__What to do__:
Each record below needs to be written out exactly as it appears.

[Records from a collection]

··········

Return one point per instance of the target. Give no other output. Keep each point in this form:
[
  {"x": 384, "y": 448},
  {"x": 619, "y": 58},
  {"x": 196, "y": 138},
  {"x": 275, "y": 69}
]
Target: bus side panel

··········

__Reply__:
Return one point per instance of the target. Give no other output. Keep each point in this form:
[
  {"x": 384, "y": 448},
  {"x": 619, "y": 58},
  {"x": 196, "y": 138},
  {"x": 275, "y": 69}
]
Target: bus side panel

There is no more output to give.